**Texto de origem**.
========================================

Gerbur Forja-Quente
Defensor do Povo de Durin
Sabedoria de Sador Labadal - A Importância da Palavra Falada
Estou lendo "Os Filhos de Húrin" e tem muitas frases sábias nesse livro.
Estou no começo ainda, mas o engraçado é que acho que as frases mais sábias não são as de Thingol ou Melian, mas de Sador "Labadal", o servo manco da família de Húrin, que acaba se tornando um tutor importante na infância de Túrin.
O trecho que me chamou a atenção foi quando Morwen conta a Túrin seu plano de enviá-lo à Doriath para que ele não se torne um escravo dos lestenses que estão ocupando Hitlum. A primeira coisa que Túrin faz quando sua mãe lhe diz isso é ir falar com o seu tutor e confidente. Sador fica contente com a notícia, pois por mais dura que ela pareça ela é também uma oportunidade para que a linhagem de Húrin prospere. Mas o menino começa a chorar e muito sabiamente Sador questiona o garoto (mais ou menos assim):
_ Mas onde está aquele menino que disse que não via a hora de chegar o tempo em que ele poderia partir para ser o cavaleiro de algum rei élfico?

========================================

**Material apresentado**.

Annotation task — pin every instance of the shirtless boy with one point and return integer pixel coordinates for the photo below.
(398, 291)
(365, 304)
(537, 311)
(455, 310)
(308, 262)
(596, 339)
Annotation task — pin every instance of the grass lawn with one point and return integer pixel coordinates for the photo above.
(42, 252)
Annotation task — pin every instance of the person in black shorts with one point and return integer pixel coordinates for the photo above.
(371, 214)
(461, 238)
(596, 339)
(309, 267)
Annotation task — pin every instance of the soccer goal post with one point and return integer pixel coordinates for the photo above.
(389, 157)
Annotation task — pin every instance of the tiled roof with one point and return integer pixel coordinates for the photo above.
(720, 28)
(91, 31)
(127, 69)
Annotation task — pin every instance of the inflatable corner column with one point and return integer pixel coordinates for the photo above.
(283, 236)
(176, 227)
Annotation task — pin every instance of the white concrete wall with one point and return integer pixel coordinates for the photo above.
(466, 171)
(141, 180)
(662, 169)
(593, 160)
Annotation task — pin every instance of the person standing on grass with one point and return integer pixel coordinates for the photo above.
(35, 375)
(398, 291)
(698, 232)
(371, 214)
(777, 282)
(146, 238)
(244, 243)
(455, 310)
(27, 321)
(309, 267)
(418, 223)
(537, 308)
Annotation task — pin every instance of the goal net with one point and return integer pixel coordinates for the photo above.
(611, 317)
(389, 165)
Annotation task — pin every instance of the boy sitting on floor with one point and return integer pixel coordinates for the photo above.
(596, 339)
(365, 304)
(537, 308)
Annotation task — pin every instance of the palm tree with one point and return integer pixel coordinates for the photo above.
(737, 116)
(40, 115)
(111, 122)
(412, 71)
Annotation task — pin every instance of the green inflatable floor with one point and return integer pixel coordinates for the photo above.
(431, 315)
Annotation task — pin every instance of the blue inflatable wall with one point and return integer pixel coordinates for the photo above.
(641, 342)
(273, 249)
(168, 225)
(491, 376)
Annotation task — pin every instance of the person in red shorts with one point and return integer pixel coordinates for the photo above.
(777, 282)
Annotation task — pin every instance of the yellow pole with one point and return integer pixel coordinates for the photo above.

========================================

**O que fazer**.
• 1. Cite do texto sobre Sador tudo o que vem desde "Gerbur Forja-Quente" até "sábias nesse livro.".
• 2. Segundo o texto sobre Sador, por que ele fica contente quando sabe que Túrin vai ser mandado para Doriath?
O material não tem nenhuma relação com o texto sobre Sador.

**Respostas completas**.
• 1.
Gerbur Forja-Quente
Defensor do Povo de Durin
Sabedoria de Sador Labadal - A Importância da Palavra Falada
Estou lendo "Os Filhos de Húrin" e tem muitas frases sábias nesse livro.

• 2. Sador fica contente porque, por mais dura que a notícia pareça, ela também é uma oportunidade para a linhagem de Húrin prosperar.